The data section start
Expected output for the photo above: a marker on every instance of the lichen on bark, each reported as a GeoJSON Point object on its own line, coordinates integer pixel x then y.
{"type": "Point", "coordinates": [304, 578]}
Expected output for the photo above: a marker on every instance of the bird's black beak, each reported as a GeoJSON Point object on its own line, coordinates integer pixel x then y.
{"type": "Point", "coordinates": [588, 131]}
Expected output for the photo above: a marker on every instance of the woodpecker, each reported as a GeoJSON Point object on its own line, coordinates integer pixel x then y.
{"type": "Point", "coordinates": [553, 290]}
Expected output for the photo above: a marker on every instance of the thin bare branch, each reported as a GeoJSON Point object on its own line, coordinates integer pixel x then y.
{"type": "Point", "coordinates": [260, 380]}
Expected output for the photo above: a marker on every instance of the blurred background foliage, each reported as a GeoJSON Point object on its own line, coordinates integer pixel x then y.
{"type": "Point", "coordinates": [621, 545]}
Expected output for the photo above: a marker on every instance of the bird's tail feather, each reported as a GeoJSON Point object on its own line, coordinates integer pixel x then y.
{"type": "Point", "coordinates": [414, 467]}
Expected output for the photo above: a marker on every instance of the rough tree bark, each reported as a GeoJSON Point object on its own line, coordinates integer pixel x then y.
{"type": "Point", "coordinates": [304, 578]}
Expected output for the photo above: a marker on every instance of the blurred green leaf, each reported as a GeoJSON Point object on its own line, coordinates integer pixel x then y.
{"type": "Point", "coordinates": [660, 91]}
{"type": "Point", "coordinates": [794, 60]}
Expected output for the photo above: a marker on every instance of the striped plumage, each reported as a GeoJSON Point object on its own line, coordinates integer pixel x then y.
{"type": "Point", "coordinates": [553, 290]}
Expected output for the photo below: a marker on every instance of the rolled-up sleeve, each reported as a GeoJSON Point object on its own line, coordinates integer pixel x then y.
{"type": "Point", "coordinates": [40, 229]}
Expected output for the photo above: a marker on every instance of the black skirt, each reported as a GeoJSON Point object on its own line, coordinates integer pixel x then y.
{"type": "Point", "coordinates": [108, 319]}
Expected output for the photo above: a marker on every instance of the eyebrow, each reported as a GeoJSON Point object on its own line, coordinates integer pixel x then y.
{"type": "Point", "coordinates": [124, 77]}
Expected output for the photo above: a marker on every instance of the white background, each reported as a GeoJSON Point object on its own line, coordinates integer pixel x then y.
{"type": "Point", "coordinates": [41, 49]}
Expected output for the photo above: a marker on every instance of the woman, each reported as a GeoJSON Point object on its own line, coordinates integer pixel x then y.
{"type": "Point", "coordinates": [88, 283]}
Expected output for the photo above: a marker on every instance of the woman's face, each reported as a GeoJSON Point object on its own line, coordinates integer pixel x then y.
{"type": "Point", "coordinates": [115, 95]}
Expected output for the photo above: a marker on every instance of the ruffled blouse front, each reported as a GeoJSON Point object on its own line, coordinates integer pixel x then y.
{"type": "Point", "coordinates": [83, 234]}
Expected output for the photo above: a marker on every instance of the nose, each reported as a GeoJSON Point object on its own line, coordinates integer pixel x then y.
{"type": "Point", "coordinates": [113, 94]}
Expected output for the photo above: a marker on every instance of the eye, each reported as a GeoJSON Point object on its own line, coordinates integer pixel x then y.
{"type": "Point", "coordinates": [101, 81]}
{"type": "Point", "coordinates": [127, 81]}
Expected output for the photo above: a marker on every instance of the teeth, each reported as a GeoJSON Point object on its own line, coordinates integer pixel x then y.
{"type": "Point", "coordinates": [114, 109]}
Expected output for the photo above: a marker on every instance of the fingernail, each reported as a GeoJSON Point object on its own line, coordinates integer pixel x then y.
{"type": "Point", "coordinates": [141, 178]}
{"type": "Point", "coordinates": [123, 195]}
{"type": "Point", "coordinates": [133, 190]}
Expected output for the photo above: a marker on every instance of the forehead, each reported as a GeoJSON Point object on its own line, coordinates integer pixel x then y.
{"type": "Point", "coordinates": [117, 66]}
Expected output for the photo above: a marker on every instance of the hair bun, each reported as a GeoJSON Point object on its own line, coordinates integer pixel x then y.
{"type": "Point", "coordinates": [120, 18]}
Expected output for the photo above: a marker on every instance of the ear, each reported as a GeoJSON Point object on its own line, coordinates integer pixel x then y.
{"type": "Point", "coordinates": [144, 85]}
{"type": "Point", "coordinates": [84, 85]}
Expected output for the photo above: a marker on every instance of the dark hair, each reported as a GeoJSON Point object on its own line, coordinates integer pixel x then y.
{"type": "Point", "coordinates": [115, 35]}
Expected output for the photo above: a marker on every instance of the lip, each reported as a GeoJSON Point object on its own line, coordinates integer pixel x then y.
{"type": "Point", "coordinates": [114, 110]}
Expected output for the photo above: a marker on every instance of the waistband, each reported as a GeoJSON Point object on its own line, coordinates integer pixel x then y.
The data section end
**Exercise aim**
Your task is to retype all of the records exactly.

**Reply to the exercise**
Expected output for the photo above: a marker on every instance of the lichen on bark, each reported as a GeoJSON Point object on its own line, coordinates integer pixel x then y.
{"type": "Point", "coordinates": [304, 578]}
Expected output for the photo above: a marker on every instance of the bird's black beak, each reported as a GeoJSON Point object on its own line, coordinates integer pixel x then y.
{"type": "Point", "coordinates": [588, 131]}
Expected output for the photo above: a marker on every instance of the woodpecker, each reported as a GeoJSON Point object on its own line, coordinates integer pixel x then y.
{"type": "Point", "coordinates": [553, 290]}
Expected output for the photo above: a marker on every instance of the thin bare branch, each reported as a GeoJSON Point object on its own line, coordinates integer pixel x then y.
{"type": "Point", "coordinates": [260, 380]}
Expected output for the photo above: a marker on every instance of the blurred background foliage, each reported as a GeoJSON Point object on its own line, coordinates integer pixel x then y.
{"type": "Point", "coordinates": [621, 545]}
Expected output for the photo above: a marker on every instance of the bird's tail feather, each reported as a GeoJSON Point object on its own line, coordinates integer pixel x then y.
{"type": "Point", "coordinates": [414, 467]}
Expected output for the photo above: a marker on every instance of the rough tree bark, each reported as a GeoJSON Point object on its own line, coordinates integer pixel x then y.
{"type": "Point", "coordinates": [304, 578]}
Expected output for the photo above: a marker on every instance of the blurred green leaf, each reported as a GeoJSON Point object on its own line, coordinates integer pixel x then y.
{"type": "Point", "coordinates": [660, 91]}
{"type": "Point", "coordinates": [794, 60]}
Expected output for the photo above: a marker on every instance of the striped plumage, each reported as a GeoJSON Point object on its own line, coordinates integer pixel x then y.
{"type": "Point", "coordinates": [553, 290]}
Expected output for the photo below: a marker on every instance of the rolled-up sleeve, each reported as a GeoJSON Point object on its own line, coordinates integer pixel x then y.
{"type": "Point", "coordinates": [40, 229]}
Expected output for the photo above: a marker on every instance of the black skirt, each reported as a GeoJSON Point object on its own line, coordinates integer pixel x then y.
{"type": "Point", "coordinates": [108, 319]}
Expected output for the photo above: a marker on every instance of the eyebrow, each reported as a GeoJSON Point object on its own line, coordinates integer pixel x then y.
{"type": "Point", "coordinates": [124, 77]}
Expected output for the photo above: a marker on every instance of the white background, each reported as a GeoJSON Point object on its own line, coordinates integer pixel x then y.
{"type": "Point", "coordinates": [41, 49]}
Expected output for the photo above: a marker on every instance of the woman, each reported as a GeoJSON Point object on its own line, coordinates integer pixel x then y.
{"type": "Point", "coordinates": [88, 283]}
Expected output for the photo above: a marker on every instance of the woman's face, each reported as a GeoJSON Point object on its own line, coordinates integer pixel x then y.
{"type": "Point", "coordinates": [115, 95]}
Expected output for the photo above: a marker on every instance of the ruffled blouse front, each reported as a GeoJSON Point object on its own line, coordinates integer pixel x then y.
{"type": "Point", "coordinates": [83, 234]}
Expected output for the photo above: a marker on every instance of the nose, each reported as a GeoJSON Point object on its own line, coordinates integer pixel x then y.
{"type": "Point", "coordinates": [113, 94]}
Expected output for the photo above: a marker on every instance of the eye, each reported as a GeoJSON Point object on its own line, coordinates integer pixel x then y.
{"type": "Point", "coordinates": [101, 81]}
{"type": "Point", "coordinates": [127, 81]}
Expected output for the photo above: a marker on every instance of the teeth, each reported as a GeoJSON Point object on its own line, coordinates integer pixel x then y.
{"type": "Point", "coordinates": [114, 109]}
Expected output for the photo above: a marker on every instance of the fingernail, each reported as a GeoJSON Point object on its own line, coordinates integer pixel x then y.
{"type": "Point", "coordinates": [141, 178]}
{"type": "Point", "coordinates": [123, 195]}
{"type": "Point", "coordinates": [133, 190]}
Expected output for the photo above: a marker on every instance of the forehead, each reported as a GeoJSON Point object on its own line, coordinates integer pixel x then y.
{"type": "Point", "coordinates": [117, 66]}
Expected output for the photo above: a marker on every instance of the hair bun, each reported as a GeoJSON Point object on its own line, coordinates integer pixel x then y.
{"type": "Point", "coordinates": [120, 18]}
Expected output for the photo above: a marker on every instance of the ear, each reported as a GeoJSON Point object on its own line, coordinates integer pixel x then y.
{"type": "Point", "coordinates": [144, 85]}
{"type": "Point", "coordinates": [84, 85]}
Expected output for the photo above: a marker on every instance of the dark hair, each reported as a GeoJSON Point object on its own line, coordinates integer pixel x then y.
{"type": "Point", "coordinates": [115, 35]}
Expected output for the photo above: a marker on every instance of the lip, each reported as a GeoJSON Point object on its own line, coordinates integer pixel x then y.
{"type": "Point", "coordinates": [114, 110]}
Expected output for the photo above: a marker on every instance of the waistband, each reported as a GeoJSON Point object on its own line, coordinates integer pixel x then y.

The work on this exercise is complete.